--- Exercise passage Enclosed Below ---
Forthcoming in Physiological and Biochemical Zoology, a fascinating new selection of papers collects leading experimental research in evolution and artificial selection, providing insight into how organisms adapt to changing environmental conditions and fluctuations.

Dr. James Hicks, Editor in Chief of PBZ, explains the momentum behind this collection of papers: "This exciting approach experimental evolution allows scientists to investigate the fundamental mechanisms of evolution. Prior to the advent of contemporary laboratory techniques, inferences about evolution were based on observation. Now, we can study evolutionary change as it is happening, by selecting organisms that change rapidly, such as the fruit fly or E. coli. This advantage allows scientists to investigate how changes occur and how they affect an organism's individual physiology and overall community."
--- End of Enclosed Exercise passage ---
--- Data for review Enclosed Below ---
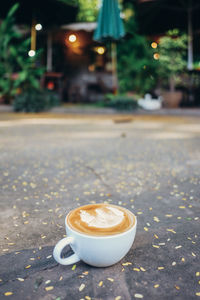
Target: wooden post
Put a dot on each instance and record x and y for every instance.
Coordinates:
(190, 40)
(49, 52)
(114, 66)
(33, 35)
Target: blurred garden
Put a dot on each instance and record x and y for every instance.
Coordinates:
(48, 61)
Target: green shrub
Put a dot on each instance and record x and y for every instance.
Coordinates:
(18, 71)
(35, 101)
(120, 102)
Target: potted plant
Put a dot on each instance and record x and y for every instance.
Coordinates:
(171, 65)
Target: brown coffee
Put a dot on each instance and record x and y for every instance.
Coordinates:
(100, 219)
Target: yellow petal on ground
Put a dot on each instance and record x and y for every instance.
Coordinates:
(139, 296)
(171, 230)
(8, 293)
(27, 267)
(49, 288)
(110, 279)
(20, 279)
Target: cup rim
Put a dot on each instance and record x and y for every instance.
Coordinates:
(102, 236)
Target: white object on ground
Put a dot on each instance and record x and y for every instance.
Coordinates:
(150, 103)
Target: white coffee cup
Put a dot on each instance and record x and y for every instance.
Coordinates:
(98, 251)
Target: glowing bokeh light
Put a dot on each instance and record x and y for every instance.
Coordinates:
(156, 56)
(154, 45)
(31, 53)
(38, 27)
(72, 38)
(100, 50)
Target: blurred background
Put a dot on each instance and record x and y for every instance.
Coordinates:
(60, 51)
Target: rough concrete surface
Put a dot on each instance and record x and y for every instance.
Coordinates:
(52, 164)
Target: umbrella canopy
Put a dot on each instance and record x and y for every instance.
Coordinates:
(110, 26)
(158, 16)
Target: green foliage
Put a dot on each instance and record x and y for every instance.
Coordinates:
(33, 100)
(17, 70)
(172, 59)
(120, 102)
(136, 66)
(88, 10)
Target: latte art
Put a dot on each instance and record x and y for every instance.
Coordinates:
(104, 217)
(100, 219)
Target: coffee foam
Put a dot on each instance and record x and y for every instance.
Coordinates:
(104, 217)
(100, 219)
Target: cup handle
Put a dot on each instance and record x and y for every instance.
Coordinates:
(58, 250)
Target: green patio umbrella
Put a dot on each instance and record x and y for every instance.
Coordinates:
(110, 28)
--- End of Enclosed Data for review ---
◆ Activities ◆
A. Decide whether each statement agrees with the experimental evolution passage, and answer yes or no for each, quoting the words of the passage that decide it. (i) Dr. James Hicks is the Editor in Chief of PBZ. (ii) Before contemporary laboratory techniques, inferences about evolution were based on experiment. (iii) The selection of papers has already been published in Physiological and Biochemical Zoology.
B. Which organisms does the experimental evolution passage name as examples of ones that change rapidly?

◆ Answers given ◆
A.
(i) Yes: "Dr. James Hicks, Editor in Chief of PBZ"
(ii) No: "inferences about evolution were based on observation"
(iii) No: "Forthcoming in Physiological and Biochemical Zoology"

B. The fruit fly and E. coli.